▶ [Exercise objective]: Scan the entries for the word "grey". Every line that has it should be copied.

(Referring expression data)
__________
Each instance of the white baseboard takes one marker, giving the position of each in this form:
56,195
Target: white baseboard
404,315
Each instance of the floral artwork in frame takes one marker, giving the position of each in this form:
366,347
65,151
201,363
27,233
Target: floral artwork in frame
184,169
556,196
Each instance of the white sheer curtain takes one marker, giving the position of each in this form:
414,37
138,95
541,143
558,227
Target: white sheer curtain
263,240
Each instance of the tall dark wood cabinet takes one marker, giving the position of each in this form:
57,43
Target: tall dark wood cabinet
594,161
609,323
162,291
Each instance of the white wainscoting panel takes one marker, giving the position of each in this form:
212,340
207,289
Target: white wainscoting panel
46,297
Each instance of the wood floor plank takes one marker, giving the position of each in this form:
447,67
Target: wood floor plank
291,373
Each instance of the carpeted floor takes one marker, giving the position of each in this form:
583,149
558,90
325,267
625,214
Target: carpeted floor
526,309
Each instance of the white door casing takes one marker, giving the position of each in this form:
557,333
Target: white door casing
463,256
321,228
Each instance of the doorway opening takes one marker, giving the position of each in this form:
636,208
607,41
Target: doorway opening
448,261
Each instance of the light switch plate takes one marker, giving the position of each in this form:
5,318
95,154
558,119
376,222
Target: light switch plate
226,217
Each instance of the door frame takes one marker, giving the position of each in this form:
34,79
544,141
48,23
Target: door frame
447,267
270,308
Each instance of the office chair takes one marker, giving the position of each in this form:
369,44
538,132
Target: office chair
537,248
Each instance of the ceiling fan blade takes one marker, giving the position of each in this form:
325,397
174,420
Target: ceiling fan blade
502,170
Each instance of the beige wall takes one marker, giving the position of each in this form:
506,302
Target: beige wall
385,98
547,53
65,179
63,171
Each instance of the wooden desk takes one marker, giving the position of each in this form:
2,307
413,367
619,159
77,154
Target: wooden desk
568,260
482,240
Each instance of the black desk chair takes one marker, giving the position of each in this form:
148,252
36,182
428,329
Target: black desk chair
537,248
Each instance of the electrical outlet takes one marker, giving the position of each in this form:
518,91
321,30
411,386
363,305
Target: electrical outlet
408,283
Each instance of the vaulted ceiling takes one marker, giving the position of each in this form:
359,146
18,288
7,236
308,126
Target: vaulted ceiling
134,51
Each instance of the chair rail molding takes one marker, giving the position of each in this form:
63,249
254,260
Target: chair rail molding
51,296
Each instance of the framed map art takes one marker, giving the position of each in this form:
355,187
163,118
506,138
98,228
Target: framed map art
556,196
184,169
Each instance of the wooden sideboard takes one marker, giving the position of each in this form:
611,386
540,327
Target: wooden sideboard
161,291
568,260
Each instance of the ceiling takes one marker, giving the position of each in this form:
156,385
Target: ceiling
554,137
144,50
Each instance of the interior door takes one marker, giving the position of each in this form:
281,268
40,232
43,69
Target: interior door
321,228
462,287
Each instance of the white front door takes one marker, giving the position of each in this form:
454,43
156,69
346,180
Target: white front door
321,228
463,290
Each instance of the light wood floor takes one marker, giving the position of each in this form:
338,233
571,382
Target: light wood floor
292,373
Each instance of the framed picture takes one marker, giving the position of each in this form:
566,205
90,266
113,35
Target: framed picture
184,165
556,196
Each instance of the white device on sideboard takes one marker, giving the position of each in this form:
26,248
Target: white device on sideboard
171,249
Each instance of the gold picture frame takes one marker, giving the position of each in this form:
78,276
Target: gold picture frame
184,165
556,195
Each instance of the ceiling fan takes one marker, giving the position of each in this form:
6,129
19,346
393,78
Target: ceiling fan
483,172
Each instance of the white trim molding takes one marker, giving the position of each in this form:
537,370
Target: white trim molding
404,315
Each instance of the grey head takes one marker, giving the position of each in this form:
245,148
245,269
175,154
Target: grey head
__________
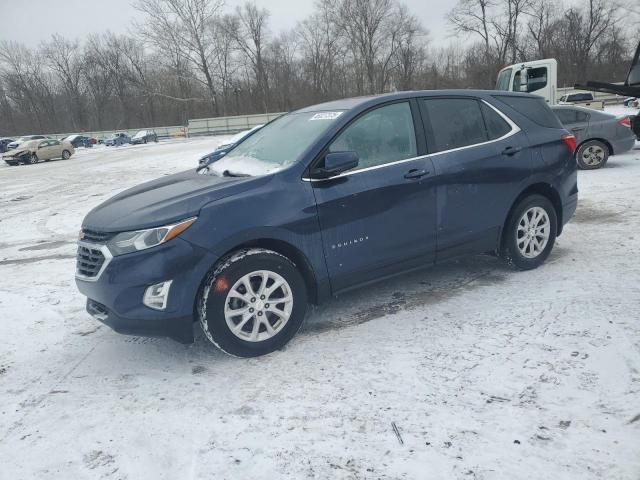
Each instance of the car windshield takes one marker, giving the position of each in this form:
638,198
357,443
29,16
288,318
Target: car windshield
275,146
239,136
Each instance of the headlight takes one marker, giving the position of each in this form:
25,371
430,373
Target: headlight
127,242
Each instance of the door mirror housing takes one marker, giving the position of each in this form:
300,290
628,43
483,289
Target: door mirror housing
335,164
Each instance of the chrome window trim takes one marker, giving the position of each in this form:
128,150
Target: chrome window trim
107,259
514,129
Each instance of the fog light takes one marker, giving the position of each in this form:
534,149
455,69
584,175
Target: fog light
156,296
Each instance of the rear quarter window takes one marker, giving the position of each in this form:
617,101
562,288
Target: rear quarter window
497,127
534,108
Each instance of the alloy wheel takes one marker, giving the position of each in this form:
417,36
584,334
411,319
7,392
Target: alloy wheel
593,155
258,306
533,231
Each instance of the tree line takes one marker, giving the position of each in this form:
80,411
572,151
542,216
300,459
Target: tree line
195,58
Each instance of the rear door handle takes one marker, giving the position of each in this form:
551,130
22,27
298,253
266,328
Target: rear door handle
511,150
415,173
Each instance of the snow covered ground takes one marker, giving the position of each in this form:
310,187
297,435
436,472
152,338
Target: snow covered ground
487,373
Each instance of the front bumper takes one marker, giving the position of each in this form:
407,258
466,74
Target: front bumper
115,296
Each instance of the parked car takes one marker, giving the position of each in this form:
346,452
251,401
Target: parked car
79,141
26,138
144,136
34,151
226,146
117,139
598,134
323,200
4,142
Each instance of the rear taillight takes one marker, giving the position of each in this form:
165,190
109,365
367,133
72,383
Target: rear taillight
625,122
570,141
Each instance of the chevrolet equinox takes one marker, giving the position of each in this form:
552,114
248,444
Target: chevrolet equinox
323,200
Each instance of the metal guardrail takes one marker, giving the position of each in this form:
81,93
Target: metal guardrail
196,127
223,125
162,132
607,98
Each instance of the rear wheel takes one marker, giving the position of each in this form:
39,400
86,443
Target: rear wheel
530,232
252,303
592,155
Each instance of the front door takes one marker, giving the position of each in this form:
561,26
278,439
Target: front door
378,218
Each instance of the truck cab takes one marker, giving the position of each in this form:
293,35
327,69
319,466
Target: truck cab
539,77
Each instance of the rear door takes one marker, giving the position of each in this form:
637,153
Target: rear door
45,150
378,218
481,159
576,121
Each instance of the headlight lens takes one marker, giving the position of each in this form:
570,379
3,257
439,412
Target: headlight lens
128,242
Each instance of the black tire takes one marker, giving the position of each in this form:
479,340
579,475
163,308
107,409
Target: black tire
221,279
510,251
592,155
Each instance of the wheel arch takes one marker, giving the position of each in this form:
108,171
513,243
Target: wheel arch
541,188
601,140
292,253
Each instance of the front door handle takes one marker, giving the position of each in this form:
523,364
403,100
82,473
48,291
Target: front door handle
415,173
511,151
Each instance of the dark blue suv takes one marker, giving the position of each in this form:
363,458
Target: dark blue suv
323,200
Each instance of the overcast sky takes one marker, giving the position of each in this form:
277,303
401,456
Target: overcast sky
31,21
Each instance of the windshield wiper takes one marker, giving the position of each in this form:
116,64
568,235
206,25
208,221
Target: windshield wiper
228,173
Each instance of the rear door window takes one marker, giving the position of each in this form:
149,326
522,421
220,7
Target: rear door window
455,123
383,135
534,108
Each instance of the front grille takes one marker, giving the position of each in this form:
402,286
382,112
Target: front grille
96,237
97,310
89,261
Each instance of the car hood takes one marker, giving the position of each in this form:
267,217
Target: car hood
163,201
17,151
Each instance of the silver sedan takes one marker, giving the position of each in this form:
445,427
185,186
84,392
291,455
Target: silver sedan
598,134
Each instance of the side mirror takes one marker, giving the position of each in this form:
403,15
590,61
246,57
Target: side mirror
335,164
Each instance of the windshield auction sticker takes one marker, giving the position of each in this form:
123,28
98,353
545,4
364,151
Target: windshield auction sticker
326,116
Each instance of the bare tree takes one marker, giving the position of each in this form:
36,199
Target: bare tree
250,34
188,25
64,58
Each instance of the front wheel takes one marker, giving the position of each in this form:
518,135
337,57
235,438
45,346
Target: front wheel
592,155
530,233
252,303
__________
▶ [Task answer]:
Each instance of the grey head takes one marker, giving the position of each in this form:
Target: grey head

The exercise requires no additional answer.